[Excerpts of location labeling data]
⁂
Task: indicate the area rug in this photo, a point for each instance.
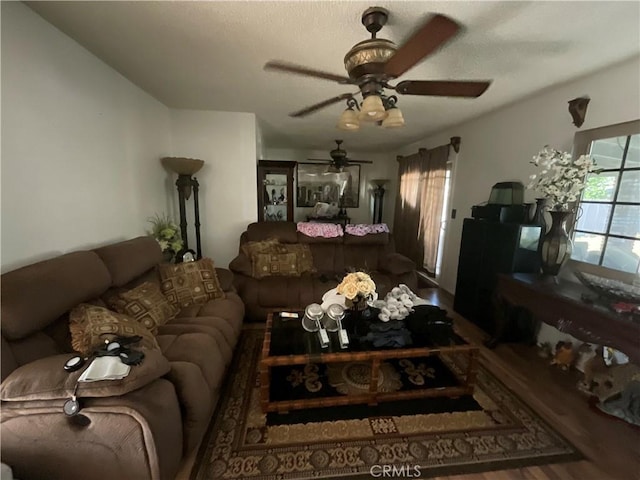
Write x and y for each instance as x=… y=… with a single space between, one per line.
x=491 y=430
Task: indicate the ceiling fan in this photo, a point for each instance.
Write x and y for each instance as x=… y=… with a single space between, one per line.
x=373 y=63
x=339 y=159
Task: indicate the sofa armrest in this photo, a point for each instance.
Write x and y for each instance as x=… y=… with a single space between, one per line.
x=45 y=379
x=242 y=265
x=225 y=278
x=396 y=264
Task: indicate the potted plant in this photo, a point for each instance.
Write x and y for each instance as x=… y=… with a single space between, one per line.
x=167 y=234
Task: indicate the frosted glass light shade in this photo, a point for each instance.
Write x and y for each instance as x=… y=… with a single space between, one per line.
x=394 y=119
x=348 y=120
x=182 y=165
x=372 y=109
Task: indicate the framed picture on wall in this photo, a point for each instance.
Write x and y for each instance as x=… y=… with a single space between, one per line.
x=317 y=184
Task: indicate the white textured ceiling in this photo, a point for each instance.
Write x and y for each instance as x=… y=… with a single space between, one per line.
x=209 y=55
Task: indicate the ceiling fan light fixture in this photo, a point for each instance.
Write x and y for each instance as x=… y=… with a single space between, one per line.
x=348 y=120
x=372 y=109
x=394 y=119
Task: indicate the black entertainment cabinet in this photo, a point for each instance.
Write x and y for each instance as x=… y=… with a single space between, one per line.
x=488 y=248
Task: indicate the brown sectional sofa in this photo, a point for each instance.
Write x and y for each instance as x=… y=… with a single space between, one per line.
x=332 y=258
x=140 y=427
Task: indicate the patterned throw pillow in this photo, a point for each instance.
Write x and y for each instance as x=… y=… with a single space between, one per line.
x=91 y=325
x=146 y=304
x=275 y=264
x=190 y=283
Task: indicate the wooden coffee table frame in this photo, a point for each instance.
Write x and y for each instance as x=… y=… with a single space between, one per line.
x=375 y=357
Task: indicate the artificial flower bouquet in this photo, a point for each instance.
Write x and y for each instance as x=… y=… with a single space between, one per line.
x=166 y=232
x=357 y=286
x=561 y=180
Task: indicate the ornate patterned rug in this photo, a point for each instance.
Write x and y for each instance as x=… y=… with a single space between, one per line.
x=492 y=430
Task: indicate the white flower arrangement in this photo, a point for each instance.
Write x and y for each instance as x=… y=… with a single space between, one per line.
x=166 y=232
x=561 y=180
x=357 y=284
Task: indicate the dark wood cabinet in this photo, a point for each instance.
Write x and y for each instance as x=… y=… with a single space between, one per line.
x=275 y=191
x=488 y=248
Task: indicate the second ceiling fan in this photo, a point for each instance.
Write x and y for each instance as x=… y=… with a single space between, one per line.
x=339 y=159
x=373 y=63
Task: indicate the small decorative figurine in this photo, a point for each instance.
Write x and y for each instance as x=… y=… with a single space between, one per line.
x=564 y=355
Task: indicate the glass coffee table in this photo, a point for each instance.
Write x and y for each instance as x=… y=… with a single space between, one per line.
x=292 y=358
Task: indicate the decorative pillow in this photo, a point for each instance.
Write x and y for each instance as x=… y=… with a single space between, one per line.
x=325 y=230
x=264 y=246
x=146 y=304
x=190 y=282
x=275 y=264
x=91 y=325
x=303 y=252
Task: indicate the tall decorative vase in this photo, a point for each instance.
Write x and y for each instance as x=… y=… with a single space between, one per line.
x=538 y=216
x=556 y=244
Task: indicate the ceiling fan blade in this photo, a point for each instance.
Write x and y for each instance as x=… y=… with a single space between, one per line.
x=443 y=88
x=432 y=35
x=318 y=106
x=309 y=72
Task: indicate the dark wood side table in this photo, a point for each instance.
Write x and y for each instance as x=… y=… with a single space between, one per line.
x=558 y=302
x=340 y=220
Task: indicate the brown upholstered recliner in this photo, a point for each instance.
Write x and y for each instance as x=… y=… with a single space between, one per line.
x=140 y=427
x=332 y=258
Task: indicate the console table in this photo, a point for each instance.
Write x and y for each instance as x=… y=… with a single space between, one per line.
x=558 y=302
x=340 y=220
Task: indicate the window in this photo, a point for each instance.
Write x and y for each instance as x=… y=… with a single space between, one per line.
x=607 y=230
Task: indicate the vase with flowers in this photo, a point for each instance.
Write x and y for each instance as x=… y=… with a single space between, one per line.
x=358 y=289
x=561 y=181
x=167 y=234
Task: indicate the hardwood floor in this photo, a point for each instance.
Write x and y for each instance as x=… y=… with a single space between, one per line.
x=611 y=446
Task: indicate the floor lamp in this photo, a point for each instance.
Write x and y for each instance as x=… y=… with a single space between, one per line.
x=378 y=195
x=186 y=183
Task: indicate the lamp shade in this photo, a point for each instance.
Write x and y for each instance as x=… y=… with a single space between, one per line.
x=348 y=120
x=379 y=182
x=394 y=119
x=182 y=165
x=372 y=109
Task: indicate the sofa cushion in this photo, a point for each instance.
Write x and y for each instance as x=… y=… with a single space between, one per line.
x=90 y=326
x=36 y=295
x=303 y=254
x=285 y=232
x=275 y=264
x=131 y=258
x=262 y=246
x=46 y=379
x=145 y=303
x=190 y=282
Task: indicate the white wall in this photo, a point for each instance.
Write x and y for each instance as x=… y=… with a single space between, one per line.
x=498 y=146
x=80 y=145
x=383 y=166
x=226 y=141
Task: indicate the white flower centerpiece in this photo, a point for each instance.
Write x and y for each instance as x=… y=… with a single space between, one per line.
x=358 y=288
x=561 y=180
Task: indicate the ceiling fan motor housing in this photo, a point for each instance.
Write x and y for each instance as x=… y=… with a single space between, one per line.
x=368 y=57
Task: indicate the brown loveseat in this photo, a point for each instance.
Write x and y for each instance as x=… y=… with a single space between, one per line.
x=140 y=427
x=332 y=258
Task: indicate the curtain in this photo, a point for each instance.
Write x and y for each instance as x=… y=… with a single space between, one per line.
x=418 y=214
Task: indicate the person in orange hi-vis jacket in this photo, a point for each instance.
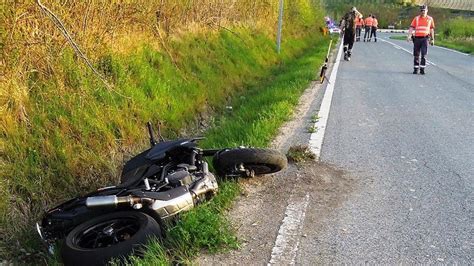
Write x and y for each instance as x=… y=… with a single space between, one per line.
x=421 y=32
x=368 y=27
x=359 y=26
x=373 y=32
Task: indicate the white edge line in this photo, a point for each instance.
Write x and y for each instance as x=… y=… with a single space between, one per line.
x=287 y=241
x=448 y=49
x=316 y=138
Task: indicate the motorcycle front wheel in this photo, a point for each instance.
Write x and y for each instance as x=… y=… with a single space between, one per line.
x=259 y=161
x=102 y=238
⁂
- Your objective
Leave the pictures out, and transcribe each of the records exactly.

- Exercise response
Task: indicate the area rug in this photo, a point for each instance.
Write x and y for each instance as x=… y=… with a single space between, one per line.
x=491 y=430
Task: indicate the ceiling fan in this photo, a point for each instance.
Write x and y for each instance as x=… y=… with a single space between, one per line.
x=373 y=63
x=339 y=159
Task: indicate the sofa armrest in this photo, a point for each instance.
Write x and y for each instance as x=… y=… with a single space between, one per line.
x=45 y=379
x=242 y=265
x=225 y=278
x=396 y=264
Task: indicate the potted plant in this photo, a point for each instance.
Write x and y for each instance as x=… y=… with a single space between, one per line.
x=167 y=234
Task: indicate the frosted glass light shade in this photo, a point for each instance.
Write x and y for each instance as x=… y=… with a single space between, one per line.
x=394 y=119
x=348 y=120
x=182 y=165
x=372 y=109
Task: indicate the framed picture on wall in this photo, a point for each instance.
Write x and y for each instance as x=… y=… with a single space between, one per line.
x=317 y=184
Task: indicate the white textured ceiling in this photo, a point for each instance.
Write x and y for each instance as x=… y=… with a single space between, one per line.
x=209 y=55
Task: indicate the ceiling fan light fixture in this photo, a point for each instance.
Write x and y for each instance as x=… y=… with a single space between, one per line.
x=348 y=120
x=372 y=109
x=394 y=119
Task: indicate the black entertainment cabinet in this photo, a point for each instance.
Write x and y for each instance as x=… y=… with a single space between, one per line.
x=488 y=248
Task: indicate the brown sectional sofa in this photo, a point for each instance.
Write x and y for each instance as x=… y=… with a single space between, one per line.
x=332 y=258
x=140 y=427
Task: indicate the patterned throw pillow in this photo, a point for each instance.
Write x and y for each instance as x=… y=… with a single space between, one per line.
x=91 y=325
x=146 y=304
x=275 y=264
x=190 y=283
Task: indicate the wooden coffee table frame in this photo, a point for each instance.
Write x and y for each instance as x=… y=… with a single space between, one per line.
x=375 y=357
Task: indicate the artificial flower bouquet in this photo, a point for each instance.
Write x and y for each instance as x=… y=… with a single space between, one per line.
x=166 y=232
x=357 y=286
x=561 y=180
Task: indicate the ornate patterned rug in this photo, a point for each instance.
Write x and y for each instance as x=… y=… with a single space between, one per line.
x=492 y=430
Task: indicate the white flower arrangement in this photo, a point for each instance.
Write x and y for each instance as x=… y=… with a single space between, one per line.
x=166 y=232
x=561 y=180
x=357 y=284
Task: indicate the dark wood cabinet in this photo, a point for each instance.
Write x and y for each instance as x=… y=… with a single space between, one per line.
x=275 y=191
x=488 y=248
Task: indicate the second ceiling fan in this photo, a point for each instance.
Write x and y for each instance as x=… y=… with a single space between, one per line.
x=339 y=159
x=373 y=63
Task: indicate the small decorative figurine in this photo, a point for each instance.
Write x and y for each instance as x=… y=… with a single space between, one per line.
x=564 y=355
Task: indicate the glass coffee table in this photo, a point for each instance.
Write x and y for each instance as x=… y=… with a single space between, one per line.
x=292 y=358
Task: indicate the decorative pillow in this photo, a point for each instance.
Write x and y for each instance as x=… y=… with a single space between, one per line.
x=325 y=230
x=264 y=246
x=146 y=304
x=190 y=282
x=275 y=264
x=91 y=325
x=303 y=252
Task: indicate the tall decorative vase in this photo, a point for each instance.
Write x and y for each instance as x=… y=… with a single space between, one per line.
x=538 y=216
x=556 y=244
Task: indicate the ceiling fan blade in this photo, a point for each instance.
Write x and y for each instance as x=… y=… with a single space between, one per line.
x=443 y=88
x=432 y=35
x=318 y=106
x=309 y=72
Task: indicate the dark wood side table in this photo, a point for each instance.
Write x and y for each instance as x=… y=… with a single space between, one per line.
x=558 y=302
x=340 y=220
Task: indicate the brown upholstered recliner in this photo, a point for each instance.
Write x and y for each instance as x=… y=… with a single space between, one per line.
x=140 y=427
x=332 y=258
Task: indicate the console table in this photo, a point for each instance.
Write x and y for each instance as x=… y=… with a single space between, one per line.
x=558 y=302
x=340 y=220
Task: indicate the window in this photo, a point for each instance.
Write x and y for each instance as x=… y=… with a single space between, one per line.
x=607 y=230
Task: indicate the vase with flowers in this photo, a point for each instance.
Write x and y for each instance as x=… y=… with a single space between, one per line.
x=358 y=289
x=561 y=181
x=167 y=234
Task: indicate the hardwood floor in this photo, a point for each instance.
Write x and y for each instance as x=… y=… with a single space between, one per line.
x=611 y=446
Task: indicate the floor lamp in this photo, a point for each instance.
Write x and y for each instance as x=… y=… with a single space between, one per line.
x=378 y=195
x=186 y=183
Task: indicate the lamp shade in this photo, a point for each instance.
Write x and y for each instance as x=… y=… with a single space between, one per line.
x=348 y=120
x=379 y=182
x=394 y=119
x=182 y=165
x=372 y=109
Task: indicate the sofa cushion in this photo, a point for each instance.
Write x and y for each instance as x=… y=… with a single space between, one per line.
x=90 y=326
x=36 y=295
x=303 y=254
x=285 y=232
x=275 y=264
x=131 y=258
x=262 y=246
x=46 y=379
x=145 y=303
x=190 y=282
Task: indicate the white wall in this photo, a point for each instance.
Write x and y for each instance as x=… y=… with a single space between, one per line.
x=498 y=146
x=80 y=145
x=383 y=166
x=226 y=141
Task: indicate the white flower centerpiece in this photo, a point for each instance.
Write x and y for each instance as x=… y=… with a single space between, one per line.
x=358 y=288
x=561 y=180
Task: indicate the ceiling fan motor housing in this photo, a point for each instance.
Write x and y for each instance as x=… y=… with a single space between, one per line.
x=368 y=57
Task: indicate the brown loveseat in this photo, a point for each instance.
Write x and y for each instance as x=… y=… with a single space between, one per line.
x=140 y=427
x=332 y=258
Task: indicate the curtain in this photo, a point for each instance.
Write x and y for each instance as x=… y=… with a single space between, one per line.
x=418 y=214
Task: indicate the person in orange hi-vis jacket in this photo, a point for each instance.
Write x and y for each instance as x=… y=… with a single space between, one per line.
x=421 y=32
x=368 y=27
x=359 y=26
x=373 y=32
Task: indicate the white edge line in this photo, a point for each instance.
Write x and y for each instance as x=… y=… with a single space between, one per line.
x=287 y=241
x=448 y=49
x=316 y=138
Task: indicate the motorcycle front wheel in this photo, a point for each instance.
Write x and y for each instance as x=… y=… with a single space between, one per line.
x=259 y=161
x=102 y=238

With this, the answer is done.